• _Activity_
Return the records in full, exactly as given.

• _Point-per-instance localization data_
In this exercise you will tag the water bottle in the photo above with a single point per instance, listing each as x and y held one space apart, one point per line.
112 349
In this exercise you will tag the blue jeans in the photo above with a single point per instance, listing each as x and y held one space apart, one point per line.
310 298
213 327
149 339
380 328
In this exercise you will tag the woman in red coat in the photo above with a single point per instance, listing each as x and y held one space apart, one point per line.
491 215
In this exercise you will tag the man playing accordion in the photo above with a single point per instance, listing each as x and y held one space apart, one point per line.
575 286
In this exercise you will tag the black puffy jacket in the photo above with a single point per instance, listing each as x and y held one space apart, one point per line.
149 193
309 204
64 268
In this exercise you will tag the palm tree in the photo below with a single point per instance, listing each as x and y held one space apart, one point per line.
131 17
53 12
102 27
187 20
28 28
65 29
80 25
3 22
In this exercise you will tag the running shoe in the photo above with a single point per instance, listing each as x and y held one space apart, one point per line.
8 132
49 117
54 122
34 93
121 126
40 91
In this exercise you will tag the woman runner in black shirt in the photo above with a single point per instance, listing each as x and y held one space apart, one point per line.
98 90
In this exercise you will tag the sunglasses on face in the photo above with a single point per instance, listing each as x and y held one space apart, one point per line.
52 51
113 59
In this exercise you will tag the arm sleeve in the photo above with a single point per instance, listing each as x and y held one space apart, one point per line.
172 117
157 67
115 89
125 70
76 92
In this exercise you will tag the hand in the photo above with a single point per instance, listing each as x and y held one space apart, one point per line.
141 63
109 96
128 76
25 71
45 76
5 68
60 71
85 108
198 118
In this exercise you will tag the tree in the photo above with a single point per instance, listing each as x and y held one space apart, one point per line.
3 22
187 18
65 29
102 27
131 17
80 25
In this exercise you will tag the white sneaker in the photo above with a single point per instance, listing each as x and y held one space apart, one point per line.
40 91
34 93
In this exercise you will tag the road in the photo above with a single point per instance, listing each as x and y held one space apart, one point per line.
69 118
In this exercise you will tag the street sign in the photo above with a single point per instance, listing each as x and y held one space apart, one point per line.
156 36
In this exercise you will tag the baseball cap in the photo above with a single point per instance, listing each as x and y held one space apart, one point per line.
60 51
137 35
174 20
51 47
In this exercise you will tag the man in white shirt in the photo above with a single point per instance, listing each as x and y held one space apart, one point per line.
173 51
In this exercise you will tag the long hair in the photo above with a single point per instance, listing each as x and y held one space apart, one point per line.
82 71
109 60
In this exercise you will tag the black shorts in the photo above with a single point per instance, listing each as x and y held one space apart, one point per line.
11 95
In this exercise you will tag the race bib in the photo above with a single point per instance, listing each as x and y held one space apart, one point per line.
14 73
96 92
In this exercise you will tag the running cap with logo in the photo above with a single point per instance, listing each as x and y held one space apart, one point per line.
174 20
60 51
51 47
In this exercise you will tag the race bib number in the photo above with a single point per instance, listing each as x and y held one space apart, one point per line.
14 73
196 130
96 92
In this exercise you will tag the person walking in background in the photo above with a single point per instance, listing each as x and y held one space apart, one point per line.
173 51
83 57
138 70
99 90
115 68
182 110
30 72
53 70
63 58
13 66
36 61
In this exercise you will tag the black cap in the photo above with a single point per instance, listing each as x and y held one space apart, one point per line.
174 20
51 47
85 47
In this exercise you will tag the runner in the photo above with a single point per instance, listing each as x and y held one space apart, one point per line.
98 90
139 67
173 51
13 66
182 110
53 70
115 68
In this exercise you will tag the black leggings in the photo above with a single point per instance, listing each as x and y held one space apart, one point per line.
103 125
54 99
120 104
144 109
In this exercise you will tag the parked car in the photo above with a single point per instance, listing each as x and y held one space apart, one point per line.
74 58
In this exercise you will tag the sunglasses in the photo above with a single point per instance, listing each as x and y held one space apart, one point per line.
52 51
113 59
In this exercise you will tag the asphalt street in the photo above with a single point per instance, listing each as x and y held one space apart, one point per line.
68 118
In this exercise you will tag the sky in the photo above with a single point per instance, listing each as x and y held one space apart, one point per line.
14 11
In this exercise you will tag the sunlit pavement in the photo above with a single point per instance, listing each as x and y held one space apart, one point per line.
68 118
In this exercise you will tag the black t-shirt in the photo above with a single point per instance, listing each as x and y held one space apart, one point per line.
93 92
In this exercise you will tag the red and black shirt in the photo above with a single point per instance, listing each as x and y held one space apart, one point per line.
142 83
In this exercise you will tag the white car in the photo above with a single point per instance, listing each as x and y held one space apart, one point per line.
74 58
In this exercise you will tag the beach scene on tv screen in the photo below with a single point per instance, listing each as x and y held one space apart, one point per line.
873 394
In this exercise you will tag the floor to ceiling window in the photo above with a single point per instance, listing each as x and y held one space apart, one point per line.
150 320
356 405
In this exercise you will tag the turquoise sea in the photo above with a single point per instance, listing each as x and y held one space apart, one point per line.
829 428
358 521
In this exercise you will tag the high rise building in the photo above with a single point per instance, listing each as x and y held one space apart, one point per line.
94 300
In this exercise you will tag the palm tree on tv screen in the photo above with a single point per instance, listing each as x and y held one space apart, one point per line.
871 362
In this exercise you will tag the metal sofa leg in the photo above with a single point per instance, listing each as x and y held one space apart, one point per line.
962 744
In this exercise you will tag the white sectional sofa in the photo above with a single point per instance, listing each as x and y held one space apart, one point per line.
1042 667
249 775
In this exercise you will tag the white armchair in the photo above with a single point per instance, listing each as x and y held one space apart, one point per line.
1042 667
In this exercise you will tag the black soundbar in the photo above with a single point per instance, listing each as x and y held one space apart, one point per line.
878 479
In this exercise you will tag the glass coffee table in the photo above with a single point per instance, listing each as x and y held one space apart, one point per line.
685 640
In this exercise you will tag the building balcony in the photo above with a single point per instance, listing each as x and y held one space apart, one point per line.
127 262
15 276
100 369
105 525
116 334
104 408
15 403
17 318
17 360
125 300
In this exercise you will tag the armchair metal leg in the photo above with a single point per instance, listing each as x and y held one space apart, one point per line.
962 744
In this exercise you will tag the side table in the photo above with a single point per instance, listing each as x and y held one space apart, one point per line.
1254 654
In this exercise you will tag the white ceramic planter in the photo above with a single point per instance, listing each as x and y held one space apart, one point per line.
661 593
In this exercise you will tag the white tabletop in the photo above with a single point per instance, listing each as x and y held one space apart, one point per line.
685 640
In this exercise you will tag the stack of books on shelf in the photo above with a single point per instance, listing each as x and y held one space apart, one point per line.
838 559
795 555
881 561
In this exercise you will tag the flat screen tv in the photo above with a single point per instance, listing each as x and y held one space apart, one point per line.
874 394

• _Solution for this problem_
In this exercise you will tag the water bottle in the photo above with a single point per instance, listing each as x and y held one space apart, one point per line.
112 349
In this exercise you will tag the blue jeans in the photo above with a single point per instance, listing each as x and y held one space apart, one point per line.
310 298
213 327
149 339
380 328
In this exercise you will tag the woman in red coat in the photo above with a single point per instance, listing each as x and y held one space apart, one point per line.
491 215
In this exercise you will tag the man playing accordion in the photo above with a single point per instance, listing each as x and y held one space apart, one point per line.
575 286
In this exercise you will tag the black puffy jacket in the photo above with a single point per instance, listing each as x and y held one space apart, one point per line.
149 193
309 204
64 268
In this exercise you will tag the palm tree in the photo below with a single point per instance, listing each as x and y held one space apart, one point per line.
131 17
53 12
102 27
187 20
28 28
65 29
80 25
3 22
In this exercise you will tag the running shoe in the photo above with a single point per instance, listing each as x and y held one space apart, one point per line.
8 132
49 117
54 122
34 93
121 126
40 91
In this exercise you will tag the woman runner in black shirt in the photo above with a single point per instance, listing each as x and y held one space apart, one point per line.
98 90
In this exercise you will tag the sunglasses on face in the photo above with a single point per instance, listing each as x and y held one space apart, one point per line.
52 51
113 59
In this exercise you will tag the arm sleeve in the photo above with a single point per instance, listing each as x and y held one space apart, one point per line.
172 117
157 67
115 89
125 70
76 92
In this exercise you will tag the hand in the photo above with a single point per instance, listing each as x and y held one space apart, one point per line.
141 63
109 96
128 76
25 71
45 76
5 68
60 71
85 108
198 118
In this exercise you will tag the tree in the photo above with a single point per instance, listing each as x and y held one space apart, one point per line.
3 22
187 18
65 29
102 27
131 17
80 25
In this exercise you will tag the white sneaker in the photo above with a single point per instance, listing each as x and y held one space apart, one point per line.
40 91
34 93
In this exercise you will tag the road in the photo above with a single point per instance, listing each as x and y held one space apart, one point per line.
69 118
In this exercise you will tag the street sign in the photo above with a single point per instance, listing each as x and y held one space apart, one point per line.
156 36
In this exercise you will tag the baseball cap in the photo above with a single point per instance, listing each as x and y held one space apart, one point per line.
60 51
137 35
174 20
51 47
In this exercise you will tag the man in white shirt in the photo above with a single point per instance, listing each as x and y held one space apart, one point per line.
173 51
In this exercise you will tag the long hair in the photo above with a single point per instance, listing each as x and y held one space apart, one point per line.
82 71
109 60
In this exercise you will tag the black shorts in the photo above with a single point per instance, listing each as x and y held one space apart, one point per line.
11 95
In this exercise you will tag the race bib in the photo above with a single point per instance, listing each as x and y held one space apart, one point per line.
14 73
96 92
In this exercise you will tag the running cap with logo in the photo above with a single point per instance, listing each as x and y held one space apart, one point per line.
174 20
60 51
51 47
In this exercise you will tag the race bib number in the photo above with a single point per instance, listing each as x and y held one space apart, one point per line.
14 73
196 130
96 92
In this exercise you will tag the person walking in background in the photo above with a single point per instance, listing each as x and y held one space apart, one point per line.
173 51
83 57
138 70
99 90
115 68
182 110
30 72
53 70
63 58
13 66
36 61
In this exercise you will tag the black cap in the photo above with a single point per instance, listing each as x and y held one space apart, one point per line.
174 20
51 47
85 47
In this exercise you will tag the runner in the photo above with a single point per instance, listing each as x and y held one space apart, one point per line.
98 90
139 67
173 51
13 66
182 110
53 70
115 68
In this exercise you will tag the black leggings in the photo above with a single point per instance, listing each as x and y held one space apart, one point per line.
103 125
54 99
120 104
144 109
In this exercise you will tag the parked car in the photo above with a single point per instance, listing each as x and y held one space apart, one point per line.
74 58
In this exercise you will tag the sunglasses in the photo above with a single point per instance, listing each as x and y held one space apart, one point per line.
52 51
113 59
In this exercise you will tag the asphalt street in the photo above with a single point per instance, listing each as x and y held one space apart, one point per line.
68 118
In this exercise you will tag the sky in the photo above with a single point per instance, listing each as x and y held one space apart, one point per line.
14 11
In this exercise you will tag the sunlit pavement in the photo above with a single point per instance, listing each as x and y held one space apart, one point per line.
68 118
In this exercise you will tag the black t-shirt in the photo above with a single point per instance, listing each as x and y held one space apart, one point per line.
93 92
In this exercise you will tag the red and black shirt in the photo above with a single point per instance, listing each as x and y held one space apart, one point per line.
142 83
In this exercise you will tag the white car in the photo above with a single point per instance, listing each as x and y held one space apart, one point per line.
74 58
In this exercise you will tag the beach scene on tv screen in the photo below with a single point per instance, listing each as x and y held one space apart, one point per line.
873 394
In this exercise you will tag the floor to ceiling window in the photo above with a single point per instance, listing each as x and y held one space apart, one point per line.
150 320
356 405
In this exercise you will tag the turquoise sea in the photo above with a single point per instance, listing each as x and y held one space apart, one point per line.
829 428
358 521
In this exercise you will tag the high rise building in the photo above with a single point per instance, listing each as x and y held one space apart, one point per line.
94 300
In this exercise you will tag the palm tree on tv screen in the photo above with a single point per instance, listing each as x and y held one space apart, one point per line.
871 362
In this exercise you will tag the metal sofa leg in the photo above with a single point per instance, listing each as x and y held one space apart, one point per line.
962 744
In this exercise you will tag the white sectional sofa in the photo above with a single point per instance, listing each as x and y held one space apart, one point per line.
1042 667
249 775
In this exercise you will tag the white armchair in the photo above with a single point per instance, listing each as x and y held one space apart, one point per line.
1042 667
In this exercise you will tag the black soundbar in the photo above with a single point per instance, listing each as x and y held one space apart, one point per line.
878 479
In this exercise you will tag the glass coffee table in the photo above with a single point per instance, listing each as x and y held one space apart, one point per line.
685 640
In this exercise you will tag the building balcony in the photo above with a single point per instance, listing each as x and y held one space apart, one point per line.
127 262
15 276
100 369
105 525
116 334
104 408
15 403
17 318
17 360
125 300
In this exercise you will tag the armchair metal leg in the photo above with a single point per instance, listing each as x and y held one space apart, one point per line.
962 744
In this exercise you will tag the side table in the photo above with a single point per instance, listing each as x and y held one space apart, one point per line.
1254 654
In this exercise you will tag the white ceramic planter in the photo above with a single point per instance, listing each as x and y held one space apart, one point per line.
661 593
In this exercise you will tag the white tabletop in the photo above with a single point per instance, listing each as x and y held one space apart, one point per line.
685 640
In this exercise you will tag the stack of books on shelf in the photo above with a single point per instance, listing each as x and y held one space apart, one point per line.
838 559
795 555
881 561
In this exercise you will tag the flat screen tv in the photo above with a single point per instance, listing each as x and y held one space apart, one point per line.
874 394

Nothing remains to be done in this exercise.